#### Stated exercise:
Retype the lines exactly, beginning with the first line of the records and ending with the line containing "x=354, y=117", both included. Leave the pictures out of your answer.

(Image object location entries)
begin
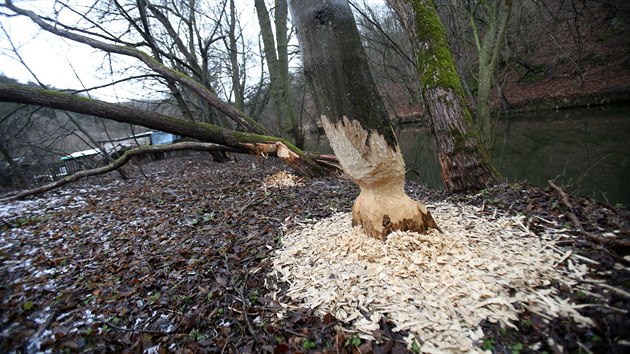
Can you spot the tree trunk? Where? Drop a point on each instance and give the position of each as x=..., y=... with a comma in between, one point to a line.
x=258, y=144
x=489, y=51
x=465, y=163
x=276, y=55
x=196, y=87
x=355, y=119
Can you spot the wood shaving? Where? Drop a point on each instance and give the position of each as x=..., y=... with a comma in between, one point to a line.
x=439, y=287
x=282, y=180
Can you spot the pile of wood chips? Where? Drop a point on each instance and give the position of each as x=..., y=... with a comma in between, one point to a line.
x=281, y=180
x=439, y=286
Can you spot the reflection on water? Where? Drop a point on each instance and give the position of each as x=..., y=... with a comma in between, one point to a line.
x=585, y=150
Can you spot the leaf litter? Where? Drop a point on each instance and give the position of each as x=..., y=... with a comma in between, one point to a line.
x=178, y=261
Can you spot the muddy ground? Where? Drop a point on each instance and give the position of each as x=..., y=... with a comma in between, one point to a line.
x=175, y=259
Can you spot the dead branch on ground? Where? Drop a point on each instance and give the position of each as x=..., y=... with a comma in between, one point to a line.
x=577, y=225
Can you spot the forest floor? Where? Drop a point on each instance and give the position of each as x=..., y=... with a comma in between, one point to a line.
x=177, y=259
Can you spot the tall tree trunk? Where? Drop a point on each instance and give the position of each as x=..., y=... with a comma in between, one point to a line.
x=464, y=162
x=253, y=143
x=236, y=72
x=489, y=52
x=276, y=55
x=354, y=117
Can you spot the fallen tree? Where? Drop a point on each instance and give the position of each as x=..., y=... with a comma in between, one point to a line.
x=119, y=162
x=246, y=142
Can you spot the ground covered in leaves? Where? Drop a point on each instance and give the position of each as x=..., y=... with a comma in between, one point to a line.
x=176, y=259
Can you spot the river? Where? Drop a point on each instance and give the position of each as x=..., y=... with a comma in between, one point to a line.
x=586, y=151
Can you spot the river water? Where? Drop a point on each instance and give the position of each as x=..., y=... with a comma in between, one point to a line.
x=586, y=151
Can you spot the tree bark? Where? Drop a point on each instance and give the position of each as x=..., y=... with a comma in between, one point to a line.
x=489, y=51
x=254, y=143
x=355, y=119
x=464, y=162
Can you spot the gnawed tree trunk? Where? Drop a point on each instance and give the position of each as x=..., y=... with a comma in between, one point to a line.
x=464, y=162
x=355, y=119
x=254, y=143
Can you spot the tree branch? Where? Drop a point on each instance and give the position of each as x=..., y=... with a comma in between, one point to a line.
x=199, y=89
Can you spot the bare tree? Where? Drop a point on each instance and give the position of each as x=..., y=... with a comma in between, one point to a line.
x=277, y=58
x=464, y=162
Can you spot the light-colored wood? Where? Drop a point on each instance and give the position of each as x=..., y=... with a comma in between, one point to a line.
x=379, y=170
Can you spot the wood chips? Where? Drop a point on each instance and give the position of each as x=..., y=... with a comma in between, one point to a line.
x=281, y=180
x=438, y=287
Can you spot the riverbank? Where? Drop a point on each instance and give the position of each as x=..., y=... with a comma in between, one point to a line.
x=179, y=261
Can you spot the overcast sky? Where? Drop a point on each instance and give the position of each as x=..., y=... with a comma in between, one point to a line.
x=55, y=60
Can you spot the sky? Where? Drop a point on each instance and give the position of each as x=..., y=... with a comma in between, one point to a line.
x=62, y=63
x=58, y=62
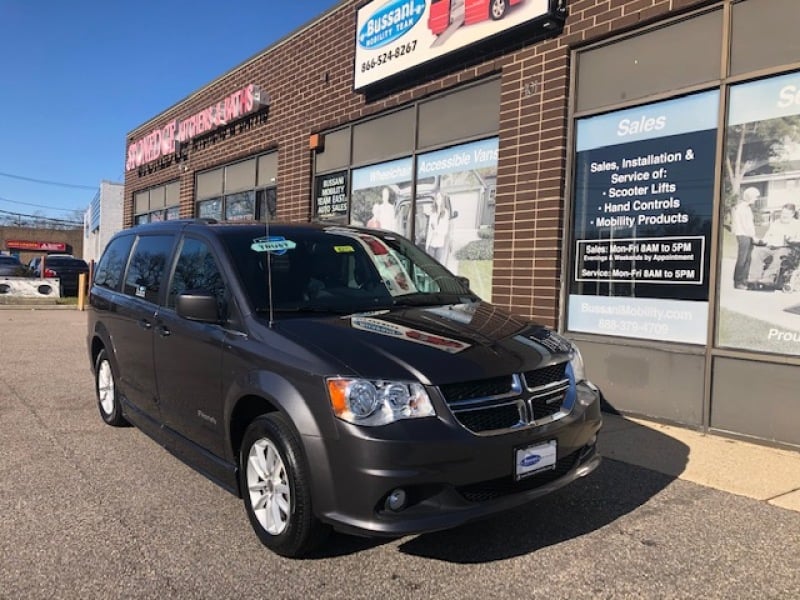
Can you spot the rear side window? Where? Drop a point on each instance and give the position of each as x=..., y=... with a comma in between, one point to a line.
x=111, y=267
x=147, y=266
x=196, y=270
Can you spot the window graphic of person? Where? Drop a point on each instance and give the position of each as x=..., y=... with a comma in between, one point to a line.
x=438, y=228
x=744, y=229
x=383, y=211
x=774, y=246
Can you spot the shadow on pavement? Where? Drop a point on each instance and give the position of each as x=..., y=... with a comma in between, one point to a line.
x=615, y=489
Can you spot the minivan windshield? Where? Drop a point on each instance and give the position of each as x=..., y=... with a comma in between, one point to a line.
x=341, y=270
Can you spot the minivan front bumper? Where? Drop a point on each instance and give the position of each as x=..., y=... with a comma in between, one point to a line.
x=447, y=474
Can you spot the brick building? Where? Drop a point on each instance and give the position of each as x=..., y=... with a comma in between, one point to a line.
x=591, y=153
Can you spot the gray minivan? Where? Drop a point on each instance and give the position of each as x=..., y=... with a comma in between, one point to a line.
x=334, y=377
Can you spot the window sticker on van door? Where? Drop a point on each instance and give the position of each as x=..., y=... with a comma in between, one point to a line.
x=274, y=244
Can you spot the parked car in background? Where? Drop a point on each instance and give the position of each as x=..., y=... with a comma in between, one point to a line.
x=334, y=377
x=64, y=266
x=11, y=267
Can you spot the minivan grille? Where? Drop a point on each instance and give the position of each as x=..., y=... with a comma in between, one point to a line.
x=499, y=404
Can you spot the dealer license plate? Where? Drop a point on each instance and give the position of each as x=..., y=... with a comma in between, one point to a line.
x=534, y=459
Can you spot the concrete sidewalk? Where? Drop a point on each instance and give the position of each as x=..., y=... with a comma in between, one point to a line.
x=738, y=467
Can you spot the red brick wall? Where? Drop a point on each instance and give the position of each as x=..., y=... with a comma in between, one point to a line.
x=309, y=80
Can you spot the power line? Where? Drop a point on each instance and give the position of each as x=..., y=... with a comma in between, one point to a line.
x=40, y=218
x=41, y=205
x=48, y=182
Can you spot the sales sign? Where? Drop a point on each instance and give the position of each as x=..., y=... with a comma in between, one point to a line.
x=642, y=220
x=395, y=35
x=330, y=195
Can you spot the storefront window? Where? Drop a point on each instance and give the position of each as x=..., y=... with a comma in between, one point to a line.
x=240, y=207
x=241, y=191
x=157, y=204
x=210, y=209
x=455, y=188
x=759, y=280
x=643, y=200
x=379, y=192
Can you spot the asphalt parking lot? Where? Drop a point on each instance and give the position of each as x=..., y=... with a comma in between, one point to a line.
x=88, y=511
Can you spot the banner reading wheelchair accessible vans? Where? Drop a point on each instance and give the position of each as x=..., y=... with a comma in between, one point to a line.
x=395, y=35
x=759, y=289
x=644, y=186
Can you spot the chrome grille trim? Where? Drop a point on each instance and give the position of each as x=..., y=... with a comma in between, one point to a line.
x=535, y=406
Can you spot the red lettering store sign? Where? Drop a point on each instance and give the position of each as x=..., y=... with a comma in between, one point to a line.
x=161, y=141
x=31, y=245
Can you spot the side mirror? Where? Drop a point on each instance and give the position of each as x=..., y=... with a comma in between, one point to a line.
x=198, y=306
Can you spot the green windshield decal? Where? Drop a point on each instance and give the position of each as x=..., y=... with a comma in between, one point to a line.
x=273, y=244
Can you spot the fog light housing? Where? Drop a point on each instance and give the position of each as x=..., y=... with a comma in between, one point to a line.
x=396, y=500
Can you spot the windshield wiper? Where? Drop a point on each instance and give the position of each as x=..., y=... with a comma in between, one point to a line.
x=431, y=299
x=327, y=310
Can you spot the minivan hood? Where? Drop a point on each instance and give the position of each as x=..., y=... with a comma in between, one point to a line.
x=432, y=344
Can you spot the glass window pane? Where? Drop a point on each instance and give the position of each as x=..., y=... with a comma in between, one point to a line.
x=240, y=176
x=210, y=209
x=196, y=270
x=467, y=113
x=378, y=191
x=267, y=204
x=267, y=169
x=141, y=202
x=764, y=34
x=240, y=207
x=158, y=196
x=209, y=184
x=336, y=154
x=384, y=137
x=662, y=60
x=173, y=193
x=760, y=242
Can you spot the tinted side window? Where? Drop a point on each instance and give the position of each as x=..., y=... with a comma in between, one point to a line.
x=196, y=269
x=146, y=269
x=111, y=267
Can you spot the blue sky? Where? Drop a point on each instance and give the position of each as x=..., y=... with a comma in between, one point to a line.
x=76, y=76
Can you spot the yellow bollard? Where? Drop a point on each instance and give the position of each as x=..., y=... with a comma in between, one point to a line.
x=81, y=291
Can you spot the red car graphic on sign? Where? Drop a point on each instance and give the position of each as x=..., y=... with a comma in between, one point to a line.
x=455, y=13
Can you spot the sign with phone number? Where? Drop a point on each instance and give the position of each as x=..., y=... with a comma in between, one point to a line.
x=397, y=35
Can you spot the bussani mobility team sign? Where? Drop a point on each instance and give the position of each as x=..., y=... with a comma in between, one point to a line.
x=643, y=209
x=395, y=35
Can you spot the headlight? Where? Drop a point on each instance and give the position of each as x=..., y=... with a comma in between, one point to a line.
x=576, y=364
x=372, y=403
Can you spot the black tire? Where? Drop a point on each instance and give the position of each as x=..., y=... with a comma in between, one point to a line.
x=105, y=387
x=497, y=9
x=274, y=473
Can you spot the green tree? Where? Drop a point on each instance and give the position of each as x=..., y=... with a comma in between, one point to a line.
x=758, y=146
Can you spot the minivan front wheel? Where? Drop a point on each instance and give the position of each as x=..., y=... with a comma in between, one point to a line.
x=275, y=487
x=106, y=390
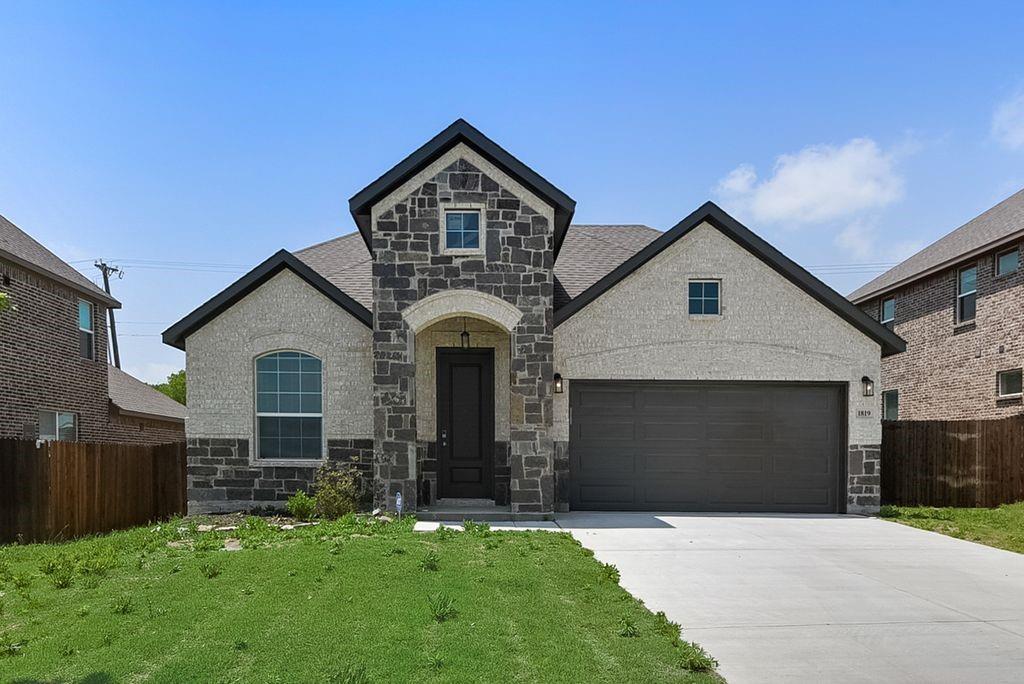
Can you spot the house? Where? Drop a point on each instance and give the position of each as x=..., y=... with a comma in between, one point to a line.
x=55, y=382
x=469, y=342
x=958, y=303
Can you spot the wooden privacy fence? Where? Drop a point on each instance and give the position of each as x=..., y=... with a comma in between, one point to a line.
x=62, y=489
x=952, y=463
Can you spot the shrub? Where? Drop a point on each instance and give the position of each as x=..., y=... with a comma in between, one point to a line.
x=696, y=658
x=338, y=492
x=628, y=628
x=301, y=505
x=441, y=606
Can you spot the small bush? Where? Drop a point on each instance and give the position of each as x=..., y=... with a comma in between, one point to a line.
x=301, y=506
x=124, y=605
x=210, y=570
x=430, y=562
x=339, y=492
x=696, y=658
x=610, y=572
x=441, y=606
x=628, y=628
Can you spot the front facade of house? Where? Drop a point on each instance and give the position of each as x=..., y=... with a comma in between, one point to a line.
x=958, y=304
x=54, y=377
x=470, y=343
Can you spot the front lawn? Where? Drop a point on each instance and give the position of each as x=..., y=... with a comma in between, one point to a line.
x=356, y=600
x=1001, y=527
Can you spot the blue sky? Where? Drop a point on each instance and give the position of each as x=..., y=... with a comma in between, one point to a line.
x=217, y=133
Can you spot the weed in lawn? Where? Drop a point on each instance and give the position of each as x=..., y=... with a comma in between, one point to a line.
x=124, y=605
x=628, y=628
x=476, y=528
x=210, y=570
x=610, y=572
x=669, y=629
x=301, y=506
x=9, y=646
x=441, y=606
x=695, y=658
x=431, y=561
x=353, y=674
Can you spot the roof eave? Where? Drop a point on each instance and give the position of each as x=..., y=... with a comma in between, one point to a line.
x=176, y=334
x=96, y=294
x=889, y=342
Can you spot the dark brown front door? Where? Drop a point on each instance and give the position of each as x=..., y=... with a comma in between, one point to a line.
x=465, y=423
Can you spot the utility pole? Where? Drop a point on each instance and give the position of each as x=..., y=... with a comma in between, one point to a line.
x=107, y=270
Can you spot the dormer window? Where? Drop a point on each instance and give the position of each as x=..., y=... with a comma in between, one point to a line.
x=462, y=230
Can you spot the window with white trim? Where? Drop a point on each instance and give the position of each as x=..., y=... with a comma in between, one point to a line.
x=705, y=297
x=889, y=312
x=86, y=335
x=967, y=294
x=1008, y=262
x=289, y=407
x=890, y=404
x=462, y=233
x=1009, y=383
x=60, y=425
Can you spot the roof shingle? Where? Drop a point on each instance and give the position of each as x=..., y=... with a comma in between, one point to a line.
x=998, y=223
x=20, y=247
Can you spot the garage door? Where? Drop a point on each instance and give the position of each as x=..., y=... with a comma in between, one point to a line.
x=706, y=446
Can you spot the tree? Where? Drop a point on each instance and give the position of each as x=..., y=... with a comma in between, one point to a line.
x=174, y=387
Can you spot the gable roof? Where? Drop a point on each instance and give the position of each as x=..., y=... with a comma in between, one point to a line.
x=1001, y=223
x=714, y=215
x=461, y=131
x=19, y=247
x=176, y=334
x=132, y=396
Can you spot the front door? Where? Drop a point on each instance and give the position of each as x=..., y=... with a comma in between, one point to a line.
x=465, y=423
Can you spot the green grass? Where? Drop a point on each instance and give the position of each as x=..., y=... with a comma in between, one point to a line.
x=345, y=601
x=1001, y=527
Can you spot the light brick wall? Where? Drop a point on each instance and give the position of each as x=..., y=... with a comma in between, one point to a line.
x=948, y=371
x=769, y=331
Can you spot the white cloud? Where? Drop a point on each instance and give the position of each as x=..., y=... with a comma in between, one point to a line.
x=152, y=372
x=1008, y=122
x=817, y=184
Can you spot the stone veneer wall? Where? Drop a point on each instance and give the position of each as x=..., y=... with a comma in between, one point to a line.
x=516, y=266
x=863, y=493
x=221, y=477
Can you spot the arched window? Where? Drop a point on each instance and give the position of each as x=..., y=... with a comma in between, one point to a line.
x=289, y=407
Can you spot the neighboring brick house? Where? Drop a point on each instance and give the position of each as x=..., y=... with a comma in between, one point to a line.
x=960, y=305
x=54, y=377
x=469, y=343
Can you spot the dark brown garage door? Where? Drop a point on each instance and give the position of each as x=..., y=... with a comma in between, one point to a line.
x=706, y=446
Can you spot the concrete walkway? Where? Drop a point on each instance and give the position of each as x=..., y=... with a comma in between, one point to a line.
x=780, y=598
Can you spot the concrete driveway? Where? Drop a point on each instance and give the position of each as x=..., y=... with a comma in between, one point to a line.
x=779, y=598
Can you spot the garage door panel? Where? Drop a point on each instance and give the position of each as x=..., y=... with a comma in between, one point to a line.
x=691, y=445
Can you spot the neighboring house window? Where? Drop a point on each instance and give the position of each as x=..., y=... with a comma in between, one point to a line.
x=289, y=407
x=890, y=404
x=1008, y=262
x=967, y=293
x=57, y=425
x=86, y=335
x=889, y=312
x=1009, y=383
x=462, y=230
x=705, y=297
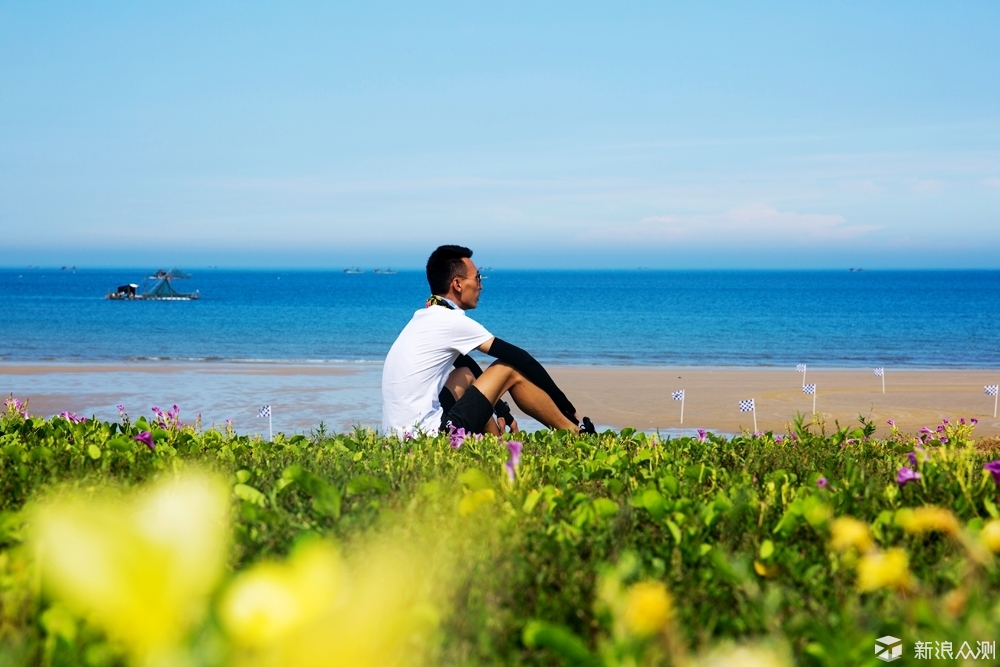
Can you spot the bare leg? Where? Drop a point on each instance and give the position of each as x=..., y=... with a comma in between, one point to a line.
end
#### Output below:
Can you spot the tree trunk? Where? Drop a point on each instance and give the position of each as x=..., y=... with a comma in between, one point to a line.
x=258, y=144
x=489, y=51
x=465, y=163
x=276, y=55
x=196, y=87
x=355, y=119
Can you spot the wood shaving? Where? Drop a point on each instance and give the position of each as x=..., y=... with a comma in between, one point to a line.
x=439, y=287
x=282, y=180
Can you spot the pile of wood chips? Where? Drop a point on each instance and give the position of each as x=..., y=... with a comma in between, one point to a line.
x=281, y=180
x=439, y=286
Can you spot the reflection on water? Where? Drop a point on each instance and give the position of each as x=..., y=... with a comma in between, one point to a line.
x=585, y=150
Can you spot the leaf litter? Where? Drop a point on each instance and give the position of each as x=..., y=... with a comma in between, one point to a line.
x=178, y=261
Can you spot the muddy ground? Where? Drop a point on each instance and give the position of each as x=..., y=... with a comma in between, one point to a line.
x=175, y=259
Can you spot the dead branch on ground? Where? Drop a point on each instance and give the position of each as x=..., y=... with a comma in between, one point to a line.
x=577, y=225
Can you spot the forest floor? Where? Drop a point on each instance and give the position of each as x=..., y=... with a comma in between, one point to a line.
x=177, y=259
Can you spot the tall tree trunk? Where? Drop a point on each instance and give the position of each as x=..., y=... with a comma in between, one point to a line.
x=464, y=162
x=253, y=143
x=236, y=72
x=489, y=52
x=276, y=55
x=354, y=117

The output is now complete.